> **TEXT PROVIDED**
At the top front of the vessel, this private enclave, called The Haven, is home to dozens of upscale suites; a sprawling, two-deck-high pool area; a private lounge and bar; and a private restaurant. Only the deep-pocketed swells who can afford one of the suites get exclusive access to these areas.

The pool area, a true stunner, comes with comfortable padded loungers, a pool and whirlpools. Its retractable glass roof is perfect for cruises to Alaska when the weather is iffy. Guests can enjoy the deck, rain or shine.

If living large is your goal, you're not going to find anything better than this — other than with a cruise on a similar Norwegian vessel that also cruises to Alaska from Seattle. Norwegian Bliss, also based in Washington during the summer, is part of the same Norwegian Breakaway-Plus class of vessels and has a similar Haven enclave.

Related: How to turn a mass-market cruise into a luxury experience

Why did we pick Norwegian Encore over Norwegian Bliss as the ship offering the best Alaska cruises from Seattle for luxury lovers? Built a year after Norwegian Bliss, Norwegian Encore offers one big improvement for the upscale crowd as compared to Norwegian Bliss.

On Norwegian Encore, there's a much bigger version of the exclusive, extra-charge Vibe Beach Club sunning area that's on Norwegian Bliss. Home to a full-service bar, cabanas and two hot tubs, the version of the Vibe Beach Club on Norwegian Encore sprawls across both sides of the ship (instead of just one side on Norwegian Bliss) and extends upward to a partial deck above. It's just $99 or more per day to get in.

It's yet one more stylish and upscale area for cruisers looking for an upgraded experience to retreat.

Note that there is one other option for upscale Alaska cruises out of Seattle: A voyage on Oceania Cruises ' 684-passenger Regatta. While Oceania isn't considered a luxury line on the level of Silversea Cruises or Seabourn Cruise Line , it has an elegant feel. That said, given the ship's age (it dates to 1998) and limited venues, we're still in the camp that favors a Haven stay on a Norwegian ship.

Best for solo travelers: Norwegian Bliss

alaska cruise round trip vs one way

Norwegian Encore and Norwegian Bliss are also our top picks for ships operating the best Alaska cruises from Seattle for solo travelers. Between these two, it's a tossup, though we put Norwegian Bliss in the headline above since, well, we already gave Norwegian Encore a turn in the limelight with the best-for-luxury category.

Notably, both Norwegian Bliss and Norwegian Encore boast large private zones for solo travelers — something you won't find on any other cruise ship sailing out of Seattle. It's a hallmark of Norwegian's newest and biggest ships.

On each of the ships, the "studio" zones, as Norwegian calls them, are made up of 82 special solo cabins and a private Studio Lounge where solos can gather for happy hours and other events. Only the studio zone on Norwegian's 2010-built Norwegian Epic is bigger.

Passengers staying in solo cabins get exclusive access to the Studio Lounge (using their keycards), meaning a maximum of 82 people will share the space.

A special zone for solo travelers is a rare concept in the cruise world, where almost all rooms for vacationers are designed for two people and sold with per-person fares that are based on two people occupying the room.

> **TASK REQUIREMENTS**
Resume the article on Alaska cruises from Seattle, starting right after its final sentence.

> **DATA BLOCK**

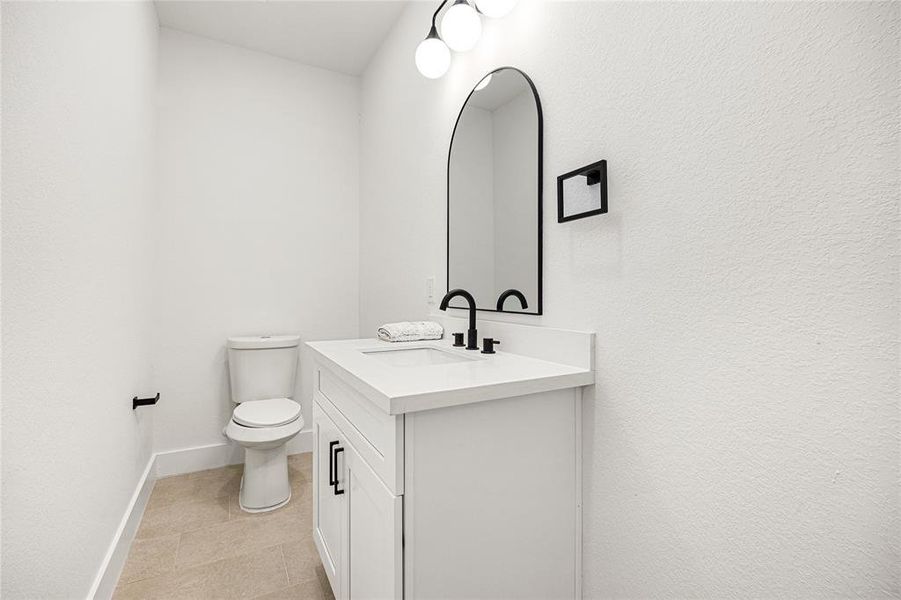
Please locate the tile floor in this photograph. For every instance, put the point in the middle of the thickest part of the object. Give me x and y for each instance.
(195, 542)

> **RESPONSE TO THE EXERCISE**
The solo cabins in the studio zones are small (measuring 100 square feet) but are superbly designed to maximize storage space (something I learned firsthand staying in one on Norwegian Epic).

Related: The best cruise lines for solo travelers

Solo passengers on Norwegian Encore and Norwegian Bliss will also find a sometimes rollicking bar scene, with plenty of counter-style seating in bars that are a great place to meet other solo travelers and friendly guests. We recommend the Sugarcane Mojito Bar on Norwegian Bliss. There, the bartender will muddle your mojitos with raspberry, guava, passion fruit or even jalapeno pepper to spice things up when you're sitting with your new solo friends.

One warning if you're considering booking one of the solo cabins: They've become so popular that they often sell out far in advance and at prices that aren't much better than booking a cabin for two.

Best for multigenerational travel: Discovery Princess

alaska cruise round trip vs one way

Looking for the best Alaska cruise from Seattle if you're bringing three generations of your family along for the ride? We can think of nothing better than a voyage on one of the two Princess Cruises ships that sail out of the city, the 3,660-passenger Discovery Princess and 3,560-passenger Royal Princess.

Both ships are almost identical, but we give Discovery Princess the edge only because it's newer than Royal Princess. The two vessels were built in 2022 and 2013, respectively.

Princess has long been heralded as one of the best cruise lines for multigenerational travel, in part because its ships offer a little something for travelers of all ages.

Unlike the Royal Caribbean and Norwegian ships mentioned above, the two Princess ships sailing from Seattle don't have top decks heavily skewed to family fun. Instead, their top decks offer lots of quiet and relaxing pool and lounge areas where you can enjoy the experience of being at sea without much hustle and bustle.

That makes these ships more appealing to an older demographic that doesn't necessarily want to be on a vessel that's loaded to the gills with children's fun zones and the younger family travelers drawn to that. Notably, the average age of Princess passengers is around 57, and you'll usually see many couples on board in their 50s, 60s and 70s.

Still, unlike some lines that cater to an older crowd, Princess doesn't ignore the children's market. Both Discovery Princess and Royal Princess offer an extensive children's program that gets high marks from parents, with dedicated Discovery Channel-themed Camp Discovery areas where counselors supervise free activities daily for children ages 3 to 17.

When sailing to Alaska, these ships also offer other kid-friendly events, such as Puppies on Princess, when dog mushers and their newest sled dogs come on board for meet-and-greets (and photos!). In partnership with the Discovery Channel and Glacier Bay National Park, the line also adds such kid-friendly fun during Alaska sailings as a Junior Ranger Program, totem pole decorating and a "Deadliest Catch-"themed crab sorting challenge.

In addition, an onboard Klondike Festival brings added family entertainment, including gold nugget arts and crafts projects, a naturalist exhibition, harmonica music classes and North to Alaska dance performances.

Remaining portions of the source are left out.